Source document
============================================================
However, not everyone is like this, and I’ve noticed an ‘ugly’ side to the writing community which, I have to say, I picked up on early, but the more people I follow, the more I see it. I have actually cut down a large number of writers I follow, and do not actively follow most other writers anymore for these reasons. Seems I’m becoming far more socially discerning than perhaps is good for me. Nevertheless, I cannot change me. The following is a list of the types of writers I’ve found Twitter to contain (after all the lovely, normal, let’s just get on with it writers I just spoke about.) It is these types who are gradually eroding my faith and pleasure in writing and the whole business, as well as social media to be used as a ‘platform’.

1) The Preachy Writer.

Writers (however amateur) who tweet and blog about what you should and should not be doing. Now, I’m sorry, when did you become my mother? I’m not talking about writing advice such as ‘don’t use unnecessary adverbs’ or ‘ensure your character has a goal (though in all honesty, there is so much advice like that out there, I’m shocked there is any creativity left and we’re not all writing to a robotic formula.)
============================================================
Tasks and exercises
A. Render this sentence from the post about writers on Twitter in German: "Seems I’m becoming far more socially discerning than perhaps is good for me."
B. From the post about writers on Twitter, return the passage between "Writers (however amateur)" and "a robotic formula.)", inclusive, copying it word for word.
The data after this has nothing to do with the post about writers on Twitter.

Dataset records
============================================================
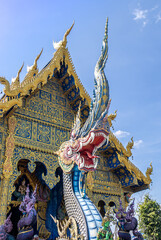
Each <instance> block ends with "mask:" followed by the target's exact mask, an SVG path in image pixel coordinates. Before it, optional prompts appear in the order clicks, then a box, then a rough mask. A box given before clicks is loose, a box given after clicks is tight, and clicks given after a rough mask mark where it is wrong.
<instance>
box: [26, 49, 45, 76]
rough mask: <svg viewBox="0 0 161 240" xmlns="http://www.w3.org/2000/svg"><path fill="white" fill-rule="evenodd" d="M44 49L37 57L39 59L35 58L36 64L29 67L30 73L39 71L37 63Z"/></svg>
mask: <svg viewBox="0 0 161 240" xmlns="http://www.w3.org/2000/svg"><path fill="white" fill-rule="evenodd" d="M42 51H43V48H42V50H41V52H40V53H39V54H38V55H37V57H36V58H35V61H34V64H33V65H32V66H30V67H29V66H27V72H30V71H32V70H37V61H38V60H39V58H40V56H41V54H42Z"/></svg>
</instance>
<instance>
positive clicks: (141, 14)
mask: <svg viewBox="0 0 161 240" xmlns="http://www.w3.org/2000/svg"><path fill="white" fill-rule="evenodd" d="M132 14H133V16H134V17H133V20H134V21H136V22H140V23H141V24H142V27H145V26H146V25H147V23H158V22H160V21H161V10H160V8H159V7H158V6H157V5H156V6H154V7H152V8H150V9H144V10H143V9H141V7H140V6H138V8H135V9H134V11H133V12H132Z"/></svg>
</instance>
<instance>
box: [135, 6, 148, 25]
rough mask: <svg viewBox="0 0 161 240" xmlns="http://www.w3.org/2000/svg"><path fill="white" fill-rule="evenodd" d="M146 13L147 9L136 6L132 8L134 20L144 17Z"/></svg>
mask: <svg viewBox="0 0 161 240" xmlns="http://www.w3.org/2000/svg"><path fill="white" fill-rule="evenodd" d="M147 13H148V10H147V9H146V10H141V9H138V8H136V9H134V11H133V15H134V20H140V19H146V18H147ZM144 22H145V21H144Z"/></svg>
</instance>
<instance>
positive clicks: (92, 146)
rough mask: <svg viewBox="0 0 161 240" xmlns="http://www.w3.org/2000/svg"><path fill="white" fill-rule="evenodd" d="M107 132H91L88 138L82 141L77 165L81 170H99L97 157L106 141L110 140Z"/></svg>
mask: <svg viewBox="0 0 161 240" xmlns="http://www.w3.org/2000/svg"><path fill="white" fill-rule="evenodd" d="M108 134H109V133H108V132H107V131H99V132H97V131H91V132H90V133H89V134H88V136H87V137H85V138H82V139H80V142H79V146H80V147H79V149H78V150H77V152H79V155H78V158H77V164H78V167H79V169H80V170H84V171H94V170H95V169H96V168H97V163H98V159H99V157H98V156H96V155H95V153H96V151H97V149H98V148H100V147H101V146H102V145H103V144H104V143H105V142H106V140H108Z"/></svg>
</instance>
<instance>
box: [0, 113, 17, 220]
mask: <svg viewBox="0 0 161 240" xmlns="http://www.w3.org/2000/svg"><path fill="white" fill-rule="evenodd" d="M15 126H16V119H15V117H14V116H12V117H10V118H9V119H8V133H9V135H8V136H7V138H6V151H5V160H4V163H3V172H2V182H1V198H0V225H1V224H3V223H4V221H5V219H6V213H7V205H8V191H9V182H10V177H11V175H12V173H13V167H12V160H11V159H12V156H13V151H14V147H15V142H14V130H15Z"/></svg>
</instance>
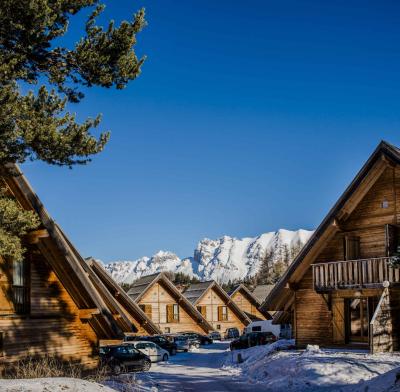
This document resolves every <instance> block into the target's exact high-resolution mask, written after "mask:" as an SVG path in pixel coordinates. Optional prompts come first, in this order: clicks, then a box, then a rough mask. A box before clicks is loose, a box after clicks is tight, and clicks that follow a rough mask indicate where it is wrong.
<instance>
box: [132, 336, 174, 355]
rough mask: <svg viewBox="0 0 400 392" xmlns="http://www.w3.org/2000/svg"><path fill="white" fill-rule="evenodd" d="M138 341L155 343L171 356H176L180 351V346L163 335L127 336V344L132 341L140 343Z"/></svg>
mask: <svg viewBox="0 0 400 392" xmlns="http://www.w3.org/2000/svg"><path fill="white" fill-rule="evenodd" d="M138 340H145V341H148V342H153V343H155V344H157V345H158V346H160V347H161V348H163V349H164V350H167V351H168V352H169V354H170V355H175V354H176V353H177V351H178V346H177V345H176V343H174V342H171V341H169V340H168V339H166V337H165V336H161V335H153V336H137V335H131V336H125V341H126V342H132V341H138Z"/></svg>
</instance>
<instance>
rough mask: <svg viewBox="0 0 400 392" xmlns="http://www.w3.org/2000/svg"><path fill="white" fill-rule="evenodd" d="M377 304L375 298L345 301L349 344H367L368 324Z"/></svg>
mask: <svg viewBox="0 0 400 392" xmlns="http://www.w3.org/2000/svg"><path fill="white" fill-rule="evenodd" d="M377 303H378V298H376V297H360V298H348V299H347V300H346V313H347V317H346V332H347V340H348V342H349V343H365V344H368V337H369V322H370V321H371V318H372V316H373V314H374V311H375V309H376V306H377Z"/></svg>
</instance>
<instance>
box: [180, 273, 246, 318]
mask: <svg viewBox="0 0 400 392" xmlns="http://www.w3.org/2000/svg"><path fill="white" fill-rule="evenodd" d="M211 289H214V290H215V291H216V292H217V293H218V295H219V296H220V297H221V298H222V299H223V300H224V301H225V303H226V305H227V306H228V307H229V308H230V309H231V310H232V311H233V312H234V313H235V314H236V316H237V317H238V318H239V319H240V320H241V321H242V322H243V324H245V325H247V324H249V323H250V322H251V320H250V318H249V317H248V316H247V315H246V313H244V312H243V311H242V310H241V309H240V308H239V306H237V305H236V303H235V302H234V301H233V300H232V298H231V297H230V296H229V295H228V294H227V293H226V291H225V290H224V289H223V288H222V287H221V286H220V285H219V284H218V283H217V282H216V281H215V280H211V281H208V282H202V283H193V284H191V285H190V286H189V287H188V288H187V289H186V290H185V291H184V292H183V295H184V296H185V297H186V298H188V299H189V300H190V302H191V303H192V304H193V305H197V304H198V303H199V301H200V299H201V298H203V297H204V295H205V294H206V293H207V292H208V291H209V290H211Z"/></svg>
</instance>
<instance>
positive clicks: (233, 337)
mask: <svg viewBox="0 0 400 392" xmlns="http://www.w3.org/2000/svg"><path fill="white" fill-rule="evenodd" d="M239 336H240V333H239V330H238V329H237V328H228V329H227V330H226V331H225V335H224V338H225V339H237V338H238V337H239Z"/></svg>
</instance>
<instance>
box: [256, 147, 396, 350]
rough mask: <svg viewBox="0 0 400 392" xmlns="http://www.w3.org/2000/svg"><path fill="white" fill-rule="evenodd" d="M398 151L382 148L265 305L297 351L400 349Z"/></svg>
mask: <svg viewBox="0 0 400 392" xmlns="http://www.w3.org/2000/svg"><path fill="white" fill-rule="evenodd" d="M399 211H400V150H399V149H398V148H396V147H394V146H392V145H390V144H388V143H386V142H381V143H380V144H379V145H378V147H377V148H376V150H375V151H374V152H373V154H372V155H371V157H370V158H369V159H368V161H367V162H366V163H365V164H364V166H363V167H362V169H361V170H360V172H359V173H358V174H357V175H356V177H355V178H354V180H353V181H352V182H351V184H350V185H349V187H348V188H347V189H346V190H345V192H344V193H343V195H342V196H341V197H340V198H339V200H338V201H337V203H336V204H335V205H334V207H333V208H332V209H331V211H330V212H329V213H328V215H327V216H326V218H325V219H324V220H323V221H322V223H321V224H320V226H319V227H318V229H317V230H316V231H315V233H314V234H313V236H312V237H311V238H310V240H309V241H308V243H307V244H306V245H305V246H304V248H303V249H302V251H301V252H300V254H299V255H298V257H297V258H296V259H295V260H294V262H293V263H292V264H291V265H290V267H289V268H288V270H287V271H286V273H285V274H284V276H283V277H282V279H281V280H280V281H279V282H278V283H277V284H276V286H275V288H274V289H273V290H272V291H271V293H270V294H269V296H268V297H267V299H266V300H265V302H264V303H263V305H262V308H263V309H265V310H276V311H280V312H281V313H279V314H278V315H277V317H280V318H286V319H288V318H290V319H291V322H292V328H293V333H294V337H295V339H296V344H297V345H298V346H299V347H303V346H305V345H306V344H319V345H322V346H335V345H336V346H357V347H365V348H369V349H370V351H372V352H380V351H393V350H398V349H399V332H400V319H399V315H400V308H399V302H400V270H399V268H394V267H393V262H396V260H397V258H398V256H399V255H400V241H399V239H400V229H399V228H400V226H399V224H400V215H399Z"/></svg>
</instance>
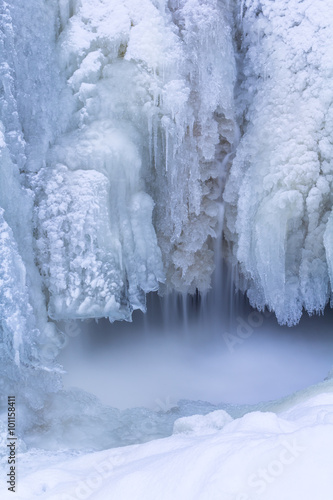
============================================================
Your responses
A. Anscheinend werde ich sozial viel wählerischer, als mir vielleicht guttut.

B.
Writers (however amateur) who tweet and blog about what you should and should not be doing. Now, I’m sorry, when did you become my mother? I’m not talking about writing advice such as ‘don’t use unnecessary adverbs’ or ‘ensure your character has a goal (though in all honesty, there is so much advice like that out there, I’m shocked there is any creativity left and we’re not all writing to a robotic formula.)